While most crimes were punishable by fines, some throughout our history have been consistently punishable with death.  Of these, the common ones seem to be: murder, violent theft, treason, arson, sodomy, rape, pickpocketing, stealing from churches, horse-stealing, and sheep and cattle stealing, and witchcraft.
That's not to say that other offenses weren't punishable by death, just that these offenses spanned the middle ages through the 18th century in Europe pretty consistently.

Most executions were not carried out.  Many people plead their way out of execution, joining the army or navy, pleading right of clergy, or convincing the court they were pregnant.
Also, a note about executions..... Hanging was the main way normal criminals were dealt with.  It was easy, cheap, and horrific enough to make a point.  (The sharp drop was not invented until 1783.  Before that, hanging killed by strangulation.)  Other more awful deaths awaited those convicted of the worse crimes.  While a normal murderer would just be hanged, one who murdered children or raped and murdered might be killed in a worse way.  Women guilty of treason were burned at the stake, and men guilty of treason were drawn and quartered.  Hanged and cut down while still alive, they were disemboweled, castrated, beheaded and quartered.

******************************

Work to do →
A) In the passage on historical executions, how were women guilty of treason put to death?
B) Print the listing starting with its first line and going on through the line with "<point>333,192</point>".
The passage on historical executions and the listing that follows it have no connection to each other.

******************************

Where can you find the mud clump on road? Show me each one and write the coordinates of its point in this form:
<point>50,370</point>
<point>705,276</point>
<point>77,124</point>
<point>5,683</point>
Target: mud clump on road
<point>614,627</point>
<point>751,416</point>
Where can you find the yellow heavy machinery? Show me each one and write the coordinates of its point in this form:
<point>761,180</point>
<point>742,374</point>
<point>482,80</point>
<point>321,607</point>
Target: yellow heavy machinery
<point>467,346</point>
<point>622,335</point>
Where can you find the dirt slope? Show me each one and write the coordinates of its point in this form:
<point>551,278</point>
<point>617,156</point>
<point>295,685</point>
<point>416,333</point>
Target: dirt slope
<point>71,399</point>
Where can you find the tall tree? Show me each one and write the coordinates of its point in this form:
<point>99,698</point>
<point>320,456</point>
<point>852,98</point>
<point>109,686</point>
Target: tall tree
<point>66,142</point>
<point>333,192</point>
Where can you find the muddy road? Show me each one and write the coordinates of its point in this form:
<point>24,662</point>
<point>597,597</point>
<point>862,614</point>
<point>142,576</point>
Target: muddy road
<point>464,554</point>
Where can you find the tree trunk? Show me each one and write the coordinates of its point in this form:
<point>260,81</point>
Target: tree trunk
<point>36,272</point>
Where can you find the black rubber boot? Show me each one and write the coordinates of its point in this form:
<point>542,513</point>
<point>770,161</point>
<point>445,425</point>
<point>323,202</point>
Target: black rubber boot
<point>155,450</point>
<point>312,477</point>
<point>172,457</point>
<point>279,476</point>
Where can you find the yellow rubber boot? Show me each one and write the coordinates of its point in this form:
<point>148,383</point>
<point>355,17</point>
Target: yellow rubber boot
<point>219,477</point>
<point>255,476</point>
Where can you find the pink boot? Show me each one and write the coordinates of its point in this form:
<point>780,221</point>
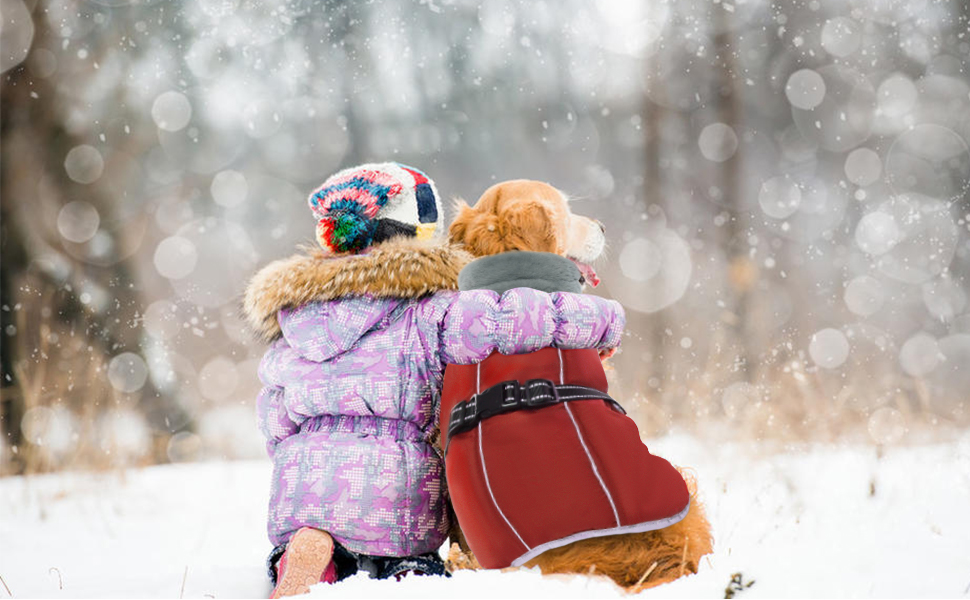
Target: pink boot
<point>306,561</point>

******************************

Solutions for each task →
A) They were burned at the stake.

B)
Where can you find the mud clump on road? Show me each one and write the coordinates of its point in this form:
<point>50,370</point>
<point>705,276</point>
<point>77,124</point>
<point>5,683</point>
Target: mud clump on road
<point>614,627</point>
<point>751,416</point>
Where can you find the yellow heavy machinery? Show me each one and write the coordinates of its point in this form:
<point>761,180</point>
<point>742,374</point>
<point>482,80</point>
<point>321,607</point>
Target: yellow heavy machinery
<point>467,346</point>
<point>622,335</point>
Where can you find the dirt slope? Show me each one and write the coordinates of its point in this form:
<point>551,278</point>
<point>617,156</point>
<point>295,685</point>
<point>416,333</point>
Target: dirt slope
<point>71,399</point>
Where can you find the tall tree? Show me each one and write the coordinates of its point in this form:
<point>99,698</point>
<point>320,456</point>
<point>852,98</point>
<point>109,686</point>
Target: tall tree
<point>66,142</point>
<point>333,192</point>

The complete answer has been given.